= Passage given =

-------

Fixed patch for 2.2.x (which does not use mod_proxy's child_init() run before mod_proxy_balancer's...).
Comment 13 Ruediger Pluem 2015-01-06 08:40:05 UTC
(In reply to Yann Ylavic from comment #10)
> Created attachment 32341 [details]
> Don't put normal (non balancer-member) workers in error (trunk/2.4.x)
> 
> This patch should prevent httpd from putting workers which are *not*
> load-balancer members in error state, since we don't want the retry timeout
> to be applied when there is no alternative to connect to.

-1 as this being hardcoded. This can be already done with retry=0. We may discuss to set retry=0 as a default value in this case if not set explicitly. It may make sense to put even a single backend in error state for some time to give the backend some time to recover without new requests sent to it and have them blocked at the reverse proxy layer.
Comment 14 Yann Ylavic 2015-01-06 11:37:40 UTC
(In reply to Ruediger Pluem from comment #13)
> (In reply to Yann Ylavic from comment #10)
> > Created attachment 32341 [details]
> > Don't put normal (non balancer-member) workers in error (trunk/2.4.x)
> > 
> > This patch should prevent httpd from putting workers which are *not*
> > load-balancer members in error state, since we don't want the retry timeout
> > to be applied when there is no alternative to connect to.
> 
> -1 as this being hardcoded. This can be already done with retry=0. We may
> discuss to set retry=0 as a default value in this case if not set
> explicitly. It may make sense to put even a single backend in error state
> for some time to give the backend some time to recover without new requests
> sent to it and have them blocked at the reverse proxy layer.

Nothing is hardcoded here, the default being still status=-I for balancer-members, but changed to status=+I for the standalone workers (but it can still be opt-out).
This is indeed debatable, the backend's time-to-recover argument is right/real, but there is no status=+I vs retry=0 here, both would change the default behaviour (is that acceptable?).

The only difference (I see) between status=+I and retry=0 is the logging of the worker's error/recovery states (in addition to the protocol/socket error).
I think this logging should be done only for status=-I workers (hence +I should ignore any error, not only those from connect()/handshake, eg. failon{status,timeout} or 500/503...).
This is at least what I did (try to) implement in this patch, so that users with simple workers don't bother (including logs) with recovery period if they configured so (or by default, if acceptable).
Comment 15 Ruediger Pluem 2015-01-06 18:47:52 UTC
(In reply to Yann Ylavic from comment #14)
> (In reply to Ruediger Pluem from comment #13)
> > (In reply to Yann Ylavic from comment #10)
> > > Created attachment 32341 [details]
> > > Don't put normal (non balancer-member) workers in error (trunk/2.4.x)
> > > 
> > > This patch should prevent httpd from putting workers which are *not*
> > > load-balancer members in error state, since we don't want the retry timeout
> > > to be applied when there is no alternative to connect to.

-------

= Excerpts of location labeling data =
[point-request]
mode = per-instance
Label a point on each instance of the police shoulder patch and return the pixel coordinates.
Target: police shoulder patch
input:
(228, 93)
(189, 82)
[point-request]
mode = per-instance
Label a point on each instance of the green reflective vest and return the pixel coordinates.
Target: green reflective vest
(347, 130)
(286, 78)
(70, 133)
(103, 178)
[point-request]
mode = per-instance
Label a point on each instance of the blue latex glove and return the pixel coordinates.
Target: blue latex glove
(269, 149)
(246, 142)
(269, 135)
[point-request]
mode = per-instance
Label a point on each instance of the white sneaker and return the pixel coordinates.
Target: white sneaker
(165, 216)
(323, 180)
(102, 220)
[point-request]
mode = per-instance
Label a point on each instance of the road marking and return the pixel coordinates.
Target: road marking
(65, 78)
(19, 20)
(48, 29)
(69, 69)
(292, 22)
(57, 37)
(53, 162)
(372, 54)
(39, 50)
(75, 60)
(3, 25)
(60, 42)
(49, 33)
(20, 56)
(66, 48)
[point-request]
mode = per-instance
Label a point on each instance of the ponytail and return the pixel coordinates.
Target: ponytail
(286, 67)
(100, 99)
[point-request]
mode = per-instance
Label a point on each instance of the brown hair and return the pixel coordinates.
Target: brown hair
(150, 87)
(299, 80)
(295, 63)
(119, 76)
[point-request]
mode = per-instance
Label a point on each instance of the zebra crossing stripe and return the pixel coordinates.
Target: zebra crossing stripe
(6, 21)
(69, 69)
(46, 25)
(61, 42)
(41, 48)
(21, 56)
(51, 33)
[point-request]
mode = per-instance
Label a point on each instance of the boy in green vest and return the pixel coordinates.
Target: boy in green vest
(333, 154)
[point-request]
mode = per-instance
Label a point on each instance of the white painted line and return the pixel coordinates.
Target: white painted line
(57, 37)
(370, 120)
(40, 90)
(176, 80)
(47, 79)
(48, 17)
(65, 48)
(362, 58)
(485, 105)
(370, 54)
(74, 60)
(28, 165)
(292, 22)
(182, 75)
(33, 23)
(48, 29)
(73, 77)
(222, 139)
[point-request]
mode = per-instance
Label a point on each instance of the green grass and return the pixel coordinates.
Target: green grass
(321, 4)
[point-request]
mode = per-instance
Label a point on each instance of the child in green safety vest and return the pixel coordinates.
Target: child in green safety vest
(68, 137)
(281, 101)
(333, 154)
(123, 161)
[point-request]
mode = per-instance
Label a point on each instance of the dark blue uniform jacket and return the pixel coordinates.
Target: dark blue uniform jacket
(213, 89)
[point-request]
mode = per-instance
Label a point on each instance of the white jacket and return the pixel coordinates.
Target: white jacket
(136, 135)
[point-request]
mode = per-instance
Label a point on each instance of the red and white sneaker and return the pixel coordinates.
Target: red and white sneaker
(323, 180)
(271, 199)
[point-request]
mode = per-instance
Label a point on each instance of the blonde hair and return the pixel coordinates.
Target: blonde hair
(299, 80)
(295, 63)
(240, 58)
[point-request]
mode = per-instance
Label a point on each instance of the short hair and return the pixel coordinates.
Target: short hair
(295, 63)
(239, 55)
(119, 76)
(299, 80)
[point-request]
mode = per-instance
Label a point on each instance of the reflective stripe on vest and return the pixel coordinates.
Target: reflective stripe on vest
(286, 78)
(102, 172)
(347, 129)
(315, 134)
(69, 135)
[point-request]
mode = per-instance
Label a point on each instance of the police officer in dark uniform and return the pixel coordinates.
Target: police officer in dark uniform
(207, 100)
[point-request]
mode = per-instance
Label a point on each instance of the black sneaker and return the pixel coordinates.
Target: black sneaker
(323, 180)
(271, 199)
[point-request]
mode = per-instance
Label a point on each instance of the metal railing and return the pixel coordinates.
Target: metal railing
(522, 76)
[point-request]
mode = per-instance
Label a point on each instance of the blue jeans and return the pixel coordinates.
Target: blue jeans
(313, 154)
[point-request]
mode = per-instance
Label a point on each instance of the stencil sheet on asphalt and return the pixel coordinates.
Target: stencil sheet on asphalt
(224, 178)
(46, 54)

-------

= Work instructions =
a) According to the thread, what is the only difference between status=+I and retry=0?
b) Edit the thread's text between "I think this" and "default, if acceptable).", inclusive, replacing "recovery period" with "retry timeout".

= Task solutions =
a) The only difference is the logging of the worker's error/recovery states, in addition to the protocol/socket error.

b)
I think this logging should be done only for status=-I workers (hence +I should ignore any error, not only those from connect()/handshake, eg. failon{status,timeout} or 500/503...).
This is at least what I did (try to) implement in this patch, so that users with simple workers don't bother (including logs) with retry timeout if they configured so (or by default, if acceptable).